What to work on:
1. In the Summary app page below, list the names of the features under "Core Functionality".
2. Write the next part of the Summary app page below, picking up right after its final line.

Skip to content

uplg/summary-swift

Repository files navigation

Summary - YouTube Video Transcription & Summarization

A powerful iOS application that automatically transcribes and summarizes YouTube videos using advanced AI models. Built with SwiftUI and leveraging cutting-edge machine learning technologies.

🚀 Features

Core Functionality

  • YouTube Video Processing: Extract audio from YouTube videos automatically
  • AI-Powered Transcription: Convert speech to text using WhisperKit (OpenAI's Whisper model)
  • Intelligent Summarization: Generate concise summaries using MLX Gemma 3n model
  • Offline Processing: All AI processing happens locally on your device for privacy
  • History Management: Keep track of all your transcriptions and summaries
  • Search Functionality: Easily find past transcriptions

User Experience

  • Modern SwiftUI Interface: Clean, intuitive design with smooth animations
  • Real-time Progress Tracking: Monitor transcription and summarization progress
  • Cross-Platform Support: Optimized for iPhone, iPad, and macOS (designed for iPad)

Stored data entries:
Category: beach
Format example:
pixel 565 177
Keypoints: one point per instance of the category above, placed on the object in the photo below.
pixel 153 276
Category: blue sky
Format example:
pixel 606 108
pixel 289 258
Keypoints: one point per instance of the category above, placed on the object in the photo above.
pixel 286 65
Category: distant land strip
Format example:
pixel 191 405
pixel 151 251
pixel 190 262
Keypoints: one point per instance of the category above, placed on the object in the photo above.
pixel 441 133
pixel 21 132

Task-by-task results:
1.
YouTube Video Processing
AI-Powered Transcription
Intelligent Summarization
Offline Processing
History Management
Search Functionality

2.
  • Efficient Caching: Smart caching system to avoid reprocessing
  • Error Handling: Comprehensive error management with user-friendly messages

🛠 Technology Stack

Frameworks & Libraries

  • SwiftUI: Modern declarative UI framework
  • SwiftData: Data persistence and management
  • WhisperKit: On-device speech recognition using OpenAI's Whisper
  • MLX Swift: Apple's machine learning framework for efficient LLM inference
  • Combine: Reactive programming for data flow management

AI Models

  • Whisper: State-of-the-art speech recognition model
  • Gemma 3n (2B 4-bit): Efficient language model for text summarization

Architecture

  • MVVM Pattern: Clean separation of concerns
  • Async/Await: Modern concurrency handling
  • Observable Objects: Reactive state management
  • Dependency Injection: Modular and testable code structure

🔧 Installation & Setup

Prerequisites

  • Xcode 26.0 or later
  • iOS 26.0 or later (> iPhone 15)
  • macOS 26.0 or later (for Mac version)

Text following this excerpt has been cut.